Show every line of the data where the word "feather" can be found.
[[ Provided data open ]]
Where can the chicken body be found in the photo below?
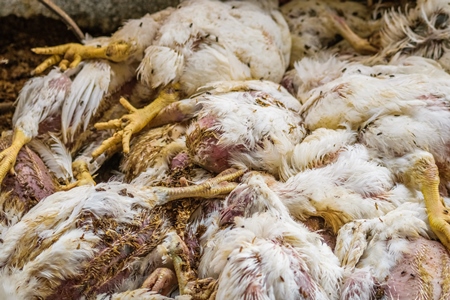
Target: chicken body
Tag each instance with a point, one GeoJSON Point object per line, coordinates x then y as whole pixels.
{"type": "Point", "coordinates": [392, 257]}
{"type": "Point", "coordinates": [244, 252]}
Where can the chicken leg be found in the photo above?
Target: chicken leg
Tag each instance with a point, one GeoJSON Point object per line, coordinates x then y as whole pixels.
{"type": "Point", "coordinates": [361, 45]}
{"type": "Point", "coordinates": [426, 175]}
{"type": "Point", "coordinates": [70, 55]}
{"type": "Point", "coordinates": [82, 174]}
{"type": "Point", "coordinates": [218, 185]}
{"type": "Point", "coordinates": [9, 155]}
{"type": "Point", "coordinates": [162, 280]}
{"type": "Point", "coordinates": [188, 282]}
{"type": "Point", "coordinates": [136, 120]}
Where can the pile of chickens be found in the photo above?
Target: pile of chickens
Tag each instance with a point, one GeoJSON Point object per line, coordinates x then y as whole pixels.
{"type": "Point", "coordinates": [268, 151]}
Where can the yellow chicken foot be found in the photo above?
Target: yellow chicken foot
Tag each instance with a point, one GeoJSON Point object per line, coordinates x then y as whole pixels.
{"type": "Point", "coordinates": [426, 174]}
{"type": "Point", "coordinates": [70, 55]}
{"type": "Point", "coordinates": [162, 280]}
{"type": "Point", "coordinates": [188, 284]}
{"type": "Point", "coordinates": [216, 186]}
{"type": "Point", "coordinates": [361, 45]}
{"type": "Point", "coordinates": [9, 155]}
{"type": "Point", "coordinates": [136, 120]}
{"type": "Point", "coordinates": [82, 174]}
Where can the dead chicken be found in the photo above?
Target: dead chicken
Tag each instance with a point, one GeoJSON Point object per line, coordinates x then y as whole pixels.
{"type": "Point", "coordinates": [313, 28]}
{"type": "Point", "coordinates": [392, 257]}
{"type": "Point", "coordinates": [22, 190]}
{"type": "Point", "coordinates": [400, 109]}
{"type": "Point", "coordinates": [419, 28]}
{"type": "Point", "coordinates": [96, 239]}
{"type": "Point", "coordinates": [199, 42]}
{"type": "Point", "coordinates": [264, 253]}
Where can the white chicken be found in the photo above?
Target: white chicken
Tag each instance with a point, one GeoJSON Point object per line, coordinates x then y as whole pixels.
{"type": "Point", "coordinates": [199, 42]}
{"type": "Point", "coordinates": [392, 118]}
{"type": "Point", "coordinates": [392, 257]}
{"type": "Point", "coordinates": [313, 28]}
{"type": "Point", "coordinates": [58, 103]}
{"type": "Point", "coordinates": [93, 239]}
{"type": "Point", "coordinates": [265, 254]}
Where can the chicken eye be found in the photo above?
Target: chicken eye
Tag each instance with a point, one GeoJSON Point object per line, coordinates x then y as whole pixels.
{"type": "Point", "coordinates": [441, 21]}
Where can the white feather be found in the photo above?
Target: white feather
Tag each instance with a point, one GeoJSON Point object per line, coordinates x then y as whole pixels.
{"type": "Point", "coordinates": [57, 158]}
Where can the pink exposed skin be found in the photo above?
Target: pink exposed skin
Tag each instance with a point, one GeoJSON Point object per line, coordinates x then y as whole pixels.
{"type": "Point", "coordinates": [427, 258]}
{"type": "Point", "coordinates": [32, 181]}
{"type": "Point", "coordinates": [180, 161]}
{"type": "Point", "coordinates": [203, 146]}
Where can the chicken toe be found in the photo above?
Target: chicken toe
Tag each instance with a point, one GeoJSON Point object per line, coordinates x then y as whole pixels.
{"type": "Point", "coordinates": [162, 280]}
{"type": "Point", "coordinates": [426, 174]}
{"type": "Point", "coordinates": [9, 155]}
{"type": "Point", "coordinates": [135, 121]}
{"type": "Point", "coordinates": [70, 55]}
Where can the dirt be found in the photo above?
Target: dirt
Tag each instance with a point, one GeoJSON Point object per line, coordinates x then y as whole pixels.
{"type": "Point", "coordinates": [18, 36]}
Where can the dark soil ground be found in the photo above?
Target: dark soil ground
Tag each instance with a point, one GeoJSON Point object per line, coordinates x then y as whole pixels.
{"type": "Point", "coordinates": [17, 37]}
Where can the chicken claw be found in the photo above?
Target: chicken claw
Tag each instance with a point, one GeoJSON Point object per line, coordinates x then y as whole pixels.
{"type": "Point", "coordinates": [162, 280]}
{"type": "Point", "coordinates": [187, 282]}
{"type": "Point", "coordinates": [135, 121]}
{"type": "Point", "coordinates": [218, 185]}
{"type": "Point", "coordinates": [82, 174]}
{"type": "Point", "coordinates": [70, 55]}
{"type": "Point", "coordinates": [426, 174]}
{"type": "Point", "coordinates": [9, 155]}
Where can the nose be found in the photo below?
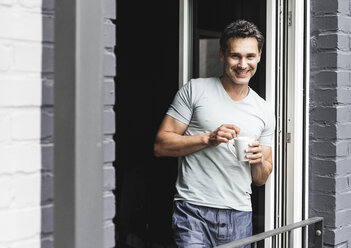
[[ Provided data closed ]]
▶ **Solution**:
Where can the white feather be found in the photo above?
Target: white feather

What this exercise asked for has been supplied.